Goal> Restate the records below word for word, and omit the images they hold.

Dataset rows>
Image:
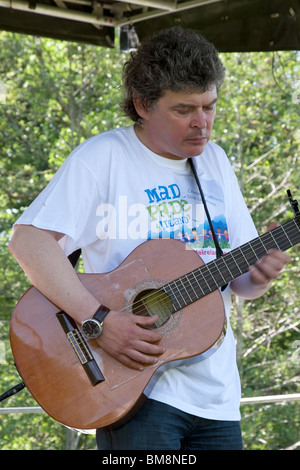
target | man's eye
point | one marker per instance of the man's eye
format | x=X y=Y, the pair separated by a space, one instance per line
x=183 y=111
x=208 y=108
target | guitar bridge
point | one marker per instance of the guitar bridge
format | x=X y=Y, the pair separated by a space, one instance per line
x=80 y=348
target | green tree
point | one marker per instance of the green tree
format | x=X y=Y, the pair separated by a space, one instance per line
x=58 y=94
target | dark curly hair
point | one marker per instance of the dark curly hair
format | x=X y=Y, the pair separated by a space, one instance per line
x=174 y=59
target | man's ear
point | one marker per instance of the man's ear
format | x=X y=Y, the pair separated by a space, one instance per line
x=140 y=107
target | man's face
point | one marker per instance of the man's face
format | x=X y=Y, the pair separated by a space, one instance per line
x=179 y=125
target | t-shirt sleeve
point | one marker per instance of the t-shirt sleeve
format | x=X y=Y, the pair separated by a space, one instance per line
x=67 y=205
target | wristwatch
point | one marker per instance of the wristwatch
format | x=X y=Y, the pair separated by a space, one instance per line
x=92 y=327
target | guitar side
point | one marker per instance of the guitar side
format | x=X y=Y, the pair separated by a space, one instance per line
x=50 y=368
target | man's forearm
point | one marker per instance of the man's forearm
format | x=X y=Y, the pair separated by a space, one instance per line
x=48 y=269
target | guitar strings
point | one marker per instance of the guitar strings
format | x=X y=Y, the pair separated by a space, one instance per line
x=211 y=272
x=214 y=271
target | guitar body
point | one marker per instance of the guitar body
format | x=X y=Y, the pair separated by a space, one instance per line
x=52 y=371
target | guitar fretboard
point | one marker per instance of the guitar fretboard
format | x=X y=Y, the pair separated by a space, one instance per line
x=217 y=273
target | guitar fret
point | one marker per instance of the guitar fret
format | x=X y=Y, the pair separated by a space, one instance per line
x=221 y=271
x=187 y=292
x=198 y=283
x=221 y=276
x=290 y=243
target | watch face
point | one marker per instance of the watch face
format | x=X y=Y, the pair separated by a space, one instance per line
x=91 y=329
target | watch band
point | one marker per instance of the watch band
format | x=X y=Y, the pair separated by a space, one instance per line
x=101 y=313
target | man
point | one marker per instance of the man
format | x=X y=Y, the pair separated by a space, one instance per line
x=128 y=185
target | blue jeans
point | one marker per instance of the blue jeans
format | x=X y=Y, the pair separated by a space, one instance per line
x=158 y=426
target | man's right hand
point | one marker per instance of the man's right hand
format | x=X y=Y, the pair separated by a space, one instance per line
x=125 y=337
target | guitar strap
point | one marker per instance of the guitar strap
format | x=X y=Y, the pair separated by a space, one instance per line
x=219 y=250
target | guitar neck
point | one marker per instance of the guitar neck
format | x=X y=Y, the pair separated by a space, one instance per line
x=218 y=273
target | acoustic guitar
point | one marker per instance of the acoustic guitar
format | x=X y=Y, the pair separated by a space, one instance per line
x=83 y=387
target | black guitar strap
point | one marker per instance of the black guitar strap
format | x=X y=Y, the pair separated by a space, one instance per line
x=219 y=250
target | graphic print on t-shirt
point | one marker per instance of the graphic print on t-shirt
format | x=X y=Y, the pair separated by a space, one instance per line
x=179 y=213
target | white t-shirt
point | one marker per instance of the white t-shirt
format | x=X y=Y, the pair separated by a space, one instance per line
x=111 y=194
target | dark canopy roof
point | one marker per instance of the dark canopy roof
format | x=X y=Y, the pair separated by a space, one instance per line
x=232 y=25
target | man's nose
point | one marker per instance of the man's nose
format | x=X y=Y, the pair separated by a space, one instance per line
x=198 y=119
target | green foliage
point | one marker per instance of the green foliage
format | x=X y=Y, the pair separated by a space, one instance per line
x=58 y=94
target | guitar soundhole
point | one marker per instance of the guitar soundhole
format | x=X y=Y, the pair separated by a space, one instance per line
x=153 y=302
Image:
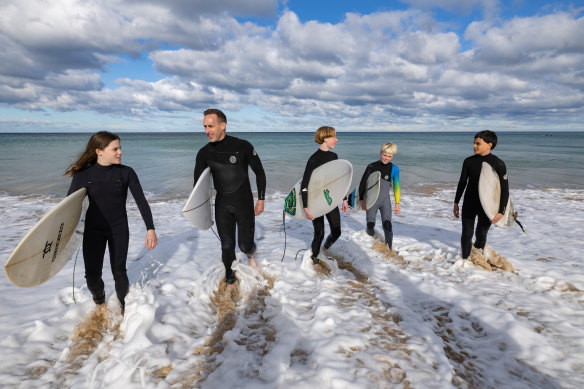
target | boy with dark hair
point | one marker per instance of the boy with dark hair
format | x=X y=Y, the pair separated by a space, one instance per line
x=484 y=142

Response to the exercise>
Image:
target | man's eye
point | one marker per instance of the man's eye
format | x=X y=Y, the pair separated by a space, one instance per line
x=183 y=111
x=208 y=108
target | guitar bridge
point | one marker per instance of the guitar bridge
format | x=X y=Y, the pair separated by a space, one instance per line
x=80 y=348
target | green tree
point | one marker per instance of the green tree
format | x=X y=Y, the pair separated by a space, one instance per line
x=58 y=94
target | dark curly hair
point | one marker per instance of the dark curly hair
format | x=X y=Y, the pair separated by a space, one instance per line
x=174 y=59
target | man's ear
point | one marker per instance of the man's ear
format | x=X y=Y, the pair separated by a space, one instance per line
x=140 y=107
target | man's face
point | one marker per instance of the man's face
format | x=X y=Y, the pair separated by a space, one instance per line
x=179 y=125
target | t-shirt sleeve
point | one marker per instance of the t-shirt sleeve
format | x=X y=Y, the pair separated by a space, one instance per line
x=67 y=205
target | wristwatch
point | one marker per instance of the wristwatch
format | x=X y=Y, the pair separated by a space, one instance per line
x=92 y=327
target | guitar side
point | one marker per instance of the guitar side
format | x=X y=Y, the pair separated by a space, one instance per line
x=50 y=368
target | man's forearm
point | one marker per instance of the man's forearm
format | x=X y=Y, the pair separated by a space, one instance per line
x=48 y=269
target | guitar strings
point | one marker per instance of the guitar strings
format | x=X y=Y, the pair separated by a space, one instance per line
x=211 y=272
x=214 y=271
target | guitar body
point | one marker per instance of the guitar body
format | x=X y=Y, the pair separated by a space, one instance per line
x=52 y=371
target | guitar fretboard
point | one marker per instance of the guitar fretboard
format | x=X y=Y, the pair separated by a space, one instance per line
x=217 y=273
target | guitar fret
point | one marker per instance of the guitar fret
format | x=X y=Y, the pair separated by a space, one instance per line
x=221 y=271
x=187 y=292
x=198 y=283
x=221 y=276
x=290 y=243
target | watch face
point | one marker per instance of the watch face
format | x=X y=Y, the pair separated by a space, one instance per line
x=91 y=329
target | watch band
point | one marker per instance of the watch band
format | x=X y=Y, the pair separated by a space, one instance per line
x=101 y=313
target | man
point | one marker per instance of the man
format | x=X y=Y, the pair separated by a space, one instance per line
x=128 y=185
target | blue jeans
point | one marker per instance of the blue jeans
format | x=X y=Y, the pair separated by a space, one instance per line
x=158 y=426
target | man's right hand
point | one marker per instance of the man's right hand
format | x=X y=Y, the pair separated by a space, one instance per line
x=125 y=337
target | guitar strap
point | one marker per instance of the guitar strap
format | x=X y=Y, the pair separated by a space, one instance per line
x=219 y=250
target | guitar neck
point | one marker per instance of the guitar neck
format | x=X y=Y, the pair separated by a space, one instance per line
x=218 y=273
target | acoustic guitar
point | one marker per instance of the acoustic guitar
format | x=X y=Y, the pair separated by a space, one instance per line
x=83 y=387
target | black guitar strap
point | one marker per instance of the black guitar strap
format | x=X y=Y, the pair separated by a space, one instance per line
x=219 y=250
target | graphic print on t-shirt
point | one marker per instance of the graphic print on t-shirt
format | x=X y=Y, the pair separated by a space, one instance per line
x=179 y=213
target | white t-shirt
point | one marker per instance of the white t-shirt
format | x=X y=Y, the pair separated by a space, one instance per line
x=111 y=194
target | dark canopy roof
point | one marker per instance of the dark canopy roof
format | x=X y=Y, the pair separated by a space, one instance per line
x=232 y=25
target | man's nose
point | one marker per instance of the man's nose
format | x=X y=Y, the pair separated by a space, one instance per line
x=198 y=119
target | green foliage
point | one marker per instance of the green foliage
format | x=X y=Y, the pair separated by a space, one instance per line
x=58 y=94
target | guitar soundhole
point | one marker per instance of the guitar soundhole
format | x=X y=Y, the pair separated by a space, one instance per line
x=153 y=302
Image:
target | boy with dark hair
point | one marker per instance of the boy with dark hair
format | x=X y=Y, the pair separated by a space, one instance per line
x=484 y=142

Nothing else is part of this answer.